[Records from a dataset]
*****
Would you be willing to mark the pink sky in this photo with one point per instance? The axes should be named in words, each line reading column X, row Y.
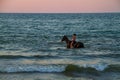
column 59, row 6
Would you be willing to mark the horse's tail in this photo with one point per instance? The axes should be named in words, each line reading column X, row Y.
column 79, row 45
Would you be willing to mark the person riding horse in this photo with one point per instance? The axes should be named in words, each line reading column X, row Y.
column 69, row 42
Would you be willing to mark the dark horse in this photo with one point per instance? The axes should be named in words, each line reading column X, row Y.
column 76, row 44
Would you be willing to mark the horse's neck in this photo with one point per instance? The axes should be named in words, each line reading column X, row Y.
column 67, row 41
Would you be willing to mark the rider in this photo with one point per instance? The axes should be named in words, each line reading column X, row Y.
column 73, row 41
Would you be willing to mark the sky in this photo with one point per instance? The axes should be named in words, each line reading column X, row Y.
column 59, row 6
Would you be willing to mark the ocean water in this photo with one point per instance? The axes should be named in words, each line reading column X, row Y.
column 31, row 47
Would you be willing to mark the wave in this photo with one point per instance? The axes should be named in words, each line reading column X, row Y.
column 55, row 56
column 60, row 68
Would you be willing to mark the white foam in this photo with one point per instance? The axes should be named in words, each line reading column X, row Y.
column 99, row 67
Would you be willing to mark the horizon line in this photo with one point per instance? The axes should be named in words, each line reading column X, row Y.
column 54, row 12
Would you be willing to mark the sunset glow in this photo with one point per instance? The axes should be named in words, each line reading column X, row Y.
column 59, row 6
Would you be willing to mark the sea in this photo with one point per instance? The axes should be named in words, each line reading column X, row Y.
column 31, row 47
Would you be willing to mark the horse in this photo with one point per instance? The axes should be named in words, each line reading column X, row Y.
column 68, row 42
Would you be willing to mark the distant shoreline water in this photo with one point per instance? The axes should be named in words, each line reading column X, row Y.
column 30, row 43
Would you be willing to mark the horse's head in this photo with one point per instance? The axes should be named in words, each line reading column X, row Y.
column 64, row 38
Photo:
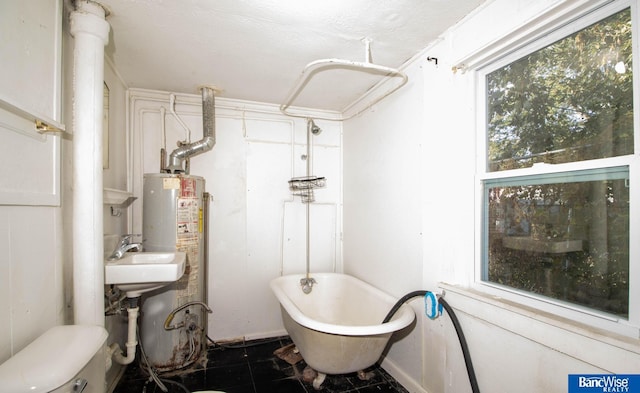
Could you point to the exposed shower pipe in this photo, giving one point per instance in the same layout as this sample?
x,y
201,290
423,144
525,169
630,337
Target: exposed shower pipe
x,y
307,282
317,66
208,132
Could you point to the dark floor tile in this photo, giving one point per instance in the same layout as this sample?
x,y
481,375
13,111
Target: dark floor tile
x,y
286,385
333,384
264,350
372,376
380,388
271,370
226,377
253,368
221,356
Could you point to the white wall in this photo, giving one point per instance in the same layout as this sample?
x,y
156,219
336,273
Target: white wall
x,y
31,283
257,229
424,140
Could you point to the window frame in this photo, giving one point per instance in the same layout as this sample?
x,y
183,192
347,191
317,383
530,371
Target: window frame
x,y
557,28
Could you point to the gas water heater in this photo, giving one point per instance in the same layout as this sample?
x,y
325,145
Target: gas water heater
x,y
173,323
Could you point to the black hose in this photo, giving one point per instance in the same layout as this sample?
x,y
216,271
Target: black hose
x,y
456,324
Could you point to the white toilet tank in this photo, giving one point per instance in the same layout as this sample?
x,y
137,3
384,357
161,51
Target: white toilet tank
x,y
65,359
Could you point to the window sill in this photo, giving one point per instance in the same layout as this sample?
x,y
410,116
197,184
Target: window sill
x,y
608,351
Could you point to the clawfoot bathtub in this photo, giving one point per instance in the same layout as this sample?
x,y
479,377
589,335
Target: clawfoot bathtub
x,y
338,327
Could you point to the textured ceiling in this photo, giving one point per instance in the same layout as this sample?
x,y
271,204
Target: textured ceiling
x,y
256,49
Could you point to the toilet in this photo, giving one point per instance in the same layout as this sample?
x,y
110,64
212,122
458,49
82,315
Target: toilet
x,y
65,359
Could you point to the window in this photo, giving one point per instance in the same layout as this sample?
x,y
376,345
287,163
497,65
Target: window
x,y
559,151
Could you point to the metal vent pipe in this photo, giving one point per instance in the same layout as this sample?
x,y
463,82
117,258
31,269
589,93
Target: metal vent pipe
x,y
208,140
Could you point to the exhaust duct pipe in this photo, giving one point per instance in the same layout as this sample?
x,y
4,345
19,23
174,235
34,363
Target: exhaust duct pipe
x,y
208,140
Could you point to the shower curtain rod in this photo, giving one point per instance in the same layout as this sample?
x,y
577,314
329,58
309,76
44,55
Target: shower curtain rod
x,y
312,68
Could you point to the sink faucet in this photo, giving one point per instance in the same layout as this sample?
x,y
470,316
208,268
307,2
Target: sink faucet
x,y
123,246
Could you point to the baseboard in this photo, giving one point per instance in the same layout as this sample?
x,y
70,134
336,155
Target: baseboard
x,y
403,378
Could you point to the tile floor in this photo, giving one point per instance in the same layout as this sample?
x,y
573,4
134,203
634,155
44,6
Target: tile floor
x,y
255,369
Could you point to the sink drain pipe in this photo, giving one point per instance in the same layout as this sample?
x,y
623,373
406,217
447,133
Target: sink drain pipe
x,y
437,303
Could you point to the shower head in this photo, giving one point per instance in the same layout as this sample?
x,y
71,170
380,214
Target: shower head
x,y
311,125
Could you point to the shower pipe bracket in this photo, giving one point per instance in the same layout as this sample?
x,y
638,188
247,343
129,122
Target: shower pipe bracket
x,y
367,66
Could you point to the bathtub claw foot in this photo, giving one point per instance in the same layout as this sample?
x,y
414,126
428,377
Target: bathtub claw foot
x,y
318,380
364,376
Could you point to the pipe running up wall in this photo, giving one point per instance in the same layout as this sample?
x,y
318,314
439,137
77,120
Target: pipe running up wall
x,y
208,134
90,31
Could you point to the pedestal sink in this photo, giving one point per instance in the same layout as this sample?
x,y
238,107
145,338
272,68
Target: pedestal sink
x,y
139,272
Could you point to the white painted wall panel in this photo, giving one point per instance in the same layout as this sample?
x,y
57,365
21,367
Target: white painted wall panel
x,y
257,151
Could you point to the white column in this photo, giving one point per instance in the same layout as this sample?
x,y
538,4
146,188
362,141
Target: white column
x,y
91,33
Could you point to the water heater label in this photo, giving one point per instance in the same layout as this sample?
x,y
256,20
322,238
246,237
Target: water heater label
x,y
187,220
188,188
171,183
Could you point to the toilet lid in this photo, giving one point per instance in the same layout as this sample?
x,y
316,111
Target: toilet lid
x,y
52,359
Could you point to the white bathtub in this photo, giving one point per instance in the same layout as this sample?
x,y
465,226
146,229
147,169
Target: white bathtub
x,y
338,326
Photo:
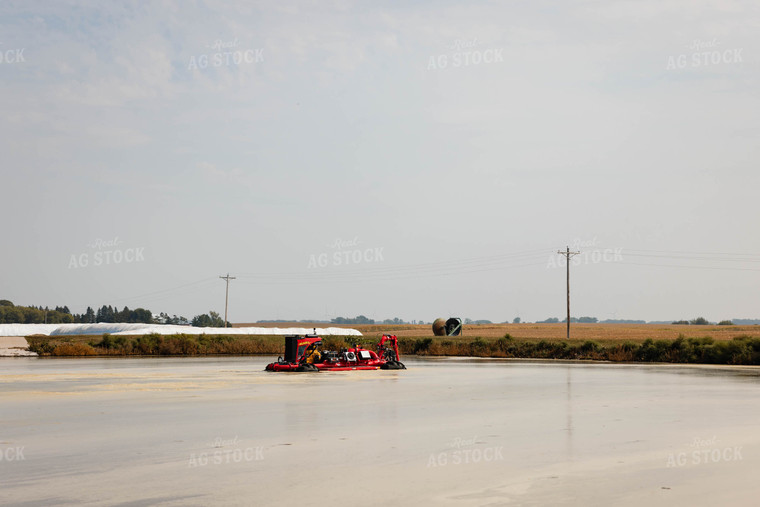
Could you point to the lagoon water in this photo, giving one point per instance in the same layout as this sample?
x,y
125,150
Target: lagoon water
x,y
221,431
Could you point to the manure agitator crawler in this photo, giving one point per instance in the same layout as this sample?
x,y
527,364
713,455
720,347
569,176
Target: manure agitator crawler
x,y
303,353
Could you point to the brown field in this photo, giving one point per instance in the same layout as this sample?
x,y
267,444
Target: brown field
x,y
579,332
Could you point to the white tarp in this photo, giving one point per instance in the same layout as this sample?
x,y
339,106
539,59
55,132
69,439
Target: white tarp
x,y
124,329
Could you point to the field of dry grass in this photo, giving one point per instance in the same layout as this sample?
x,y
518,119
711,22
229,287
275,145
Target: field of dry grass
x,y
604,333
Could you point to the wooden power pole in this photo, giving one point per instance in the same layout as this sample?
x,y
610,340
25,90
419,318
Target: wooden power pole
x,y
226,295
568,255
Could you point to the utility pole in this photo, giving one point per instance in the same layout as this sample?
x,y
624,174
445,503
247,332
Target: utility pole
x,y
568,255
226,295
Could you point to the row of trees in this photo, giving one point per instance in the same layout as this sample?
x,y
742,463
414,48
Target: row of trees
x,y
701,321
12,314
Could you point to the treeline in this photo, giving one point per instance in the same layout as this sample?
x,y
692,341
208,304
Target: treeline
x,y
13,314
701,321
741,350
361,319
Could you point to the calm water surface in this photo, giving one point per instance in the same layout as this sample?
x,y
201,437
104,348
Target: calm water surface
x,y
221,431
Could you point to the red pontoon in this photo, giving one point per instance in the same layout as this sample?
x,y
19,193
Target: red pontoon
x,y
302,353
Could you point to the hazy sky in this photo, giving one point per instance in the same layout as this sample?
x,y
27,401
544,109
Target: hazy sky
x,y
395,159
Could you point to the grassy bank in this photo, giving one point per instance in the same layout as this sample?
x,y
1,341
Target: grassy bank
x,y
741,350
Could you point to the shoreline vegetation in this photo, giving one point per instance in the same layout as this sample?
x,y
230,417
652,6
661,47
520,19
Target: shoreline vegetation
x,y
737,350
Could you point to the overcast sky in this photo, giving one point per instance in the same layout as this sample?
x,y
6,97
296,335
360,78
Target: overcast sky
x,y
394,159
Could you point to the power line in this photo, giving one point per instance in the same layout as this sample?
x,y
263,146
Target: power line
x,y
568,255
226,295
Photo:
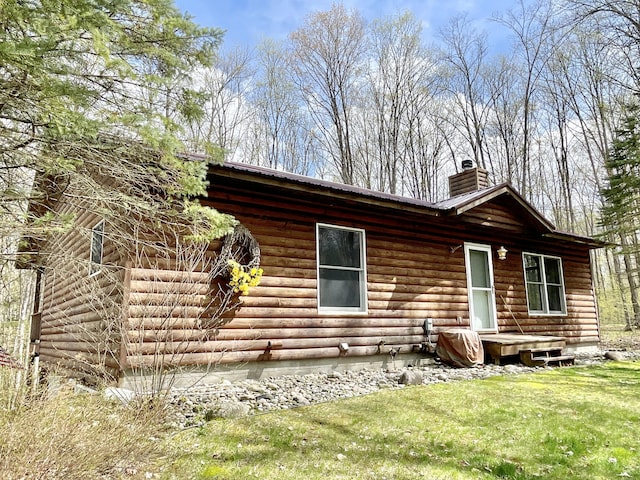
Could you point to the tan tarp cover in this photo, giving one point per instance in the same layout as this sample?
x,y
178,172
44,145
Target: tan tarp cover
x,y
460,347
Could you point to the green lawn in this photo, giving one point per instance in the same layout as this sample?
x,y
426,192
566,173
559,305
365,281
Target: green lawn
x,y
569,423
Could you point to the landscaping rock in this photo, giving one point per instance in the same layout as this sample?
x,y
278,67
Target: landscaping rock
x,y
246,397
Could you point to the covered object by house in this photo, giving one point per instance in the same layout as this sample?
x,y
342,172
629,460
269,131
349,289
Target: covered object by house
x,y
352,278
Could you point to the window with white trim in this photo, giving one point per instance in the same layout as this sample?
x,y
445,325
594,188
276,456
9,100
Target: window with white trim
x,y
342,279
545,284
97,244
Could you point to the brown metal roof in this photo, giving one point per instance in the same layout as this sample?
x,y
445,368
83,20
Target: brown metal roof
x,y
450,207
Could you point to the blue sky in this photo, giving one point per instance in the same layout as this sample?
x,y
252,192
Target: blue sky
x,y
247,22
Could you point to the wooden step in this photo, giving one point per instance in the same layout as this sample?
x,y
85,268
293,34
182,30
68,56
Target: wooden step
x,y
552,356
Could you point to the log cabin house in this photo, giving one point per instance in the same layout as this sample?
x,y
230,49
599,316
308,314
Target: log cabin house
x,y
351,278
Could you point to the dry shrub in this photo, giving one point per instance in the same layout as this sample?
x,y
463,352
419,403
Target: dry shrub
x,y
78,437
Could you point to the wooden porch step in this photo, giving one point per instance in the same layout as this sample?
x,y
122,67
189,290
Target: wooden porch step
*****
▶ Work to complete: Tally the lines in the data that contain the string "porch". Report only the total.

▶ Expected answer: 2